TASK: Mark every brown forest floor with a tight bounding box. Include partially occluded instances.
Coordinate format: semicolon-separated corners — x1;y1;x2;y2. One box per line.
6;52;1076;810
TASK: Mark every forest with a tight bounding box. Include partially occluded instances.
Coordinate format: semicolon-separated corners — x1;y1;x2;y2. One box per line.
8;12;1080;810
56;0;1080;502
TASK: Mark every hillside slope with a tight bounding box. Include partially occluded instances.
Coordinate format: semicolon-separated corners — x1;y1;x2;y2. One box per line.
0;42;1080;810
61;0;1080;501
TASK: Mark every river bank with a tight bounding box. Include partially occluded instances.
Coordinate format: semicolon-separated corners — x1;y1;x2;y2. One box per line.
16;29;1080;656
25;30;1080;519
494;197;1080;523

...

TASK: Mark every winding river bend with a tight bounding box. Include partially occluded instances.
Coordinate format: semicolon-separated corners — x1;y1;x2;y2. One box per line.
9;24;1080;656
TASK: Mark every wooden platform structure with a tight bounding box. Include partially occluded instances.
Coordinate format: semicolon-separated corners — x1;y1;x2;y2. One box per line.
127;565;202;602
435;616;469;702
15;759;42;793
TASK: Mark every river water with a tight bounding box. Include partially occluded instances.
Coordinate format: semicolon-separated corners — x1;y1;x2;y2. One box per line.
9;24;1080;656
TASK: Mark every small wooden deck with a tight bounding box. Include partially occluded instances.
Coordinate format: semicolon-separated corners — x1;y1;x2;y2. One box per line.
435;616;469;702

## WORK TO DO:
Copy every row from the line containing "TASK: Mark every river bank" down to the line containing "494;197;1080;523", both included, without changing a character.

## WRITTEN ANSWER:
TASK: Mark every river bank with a tight bounding box. Include partially occluded instances.
Coordinate format: semicolon-separated corners — x1;y1;x2;y2. One box per line.
16;29;1080;656
25;30;1080;519
494;197;1080;523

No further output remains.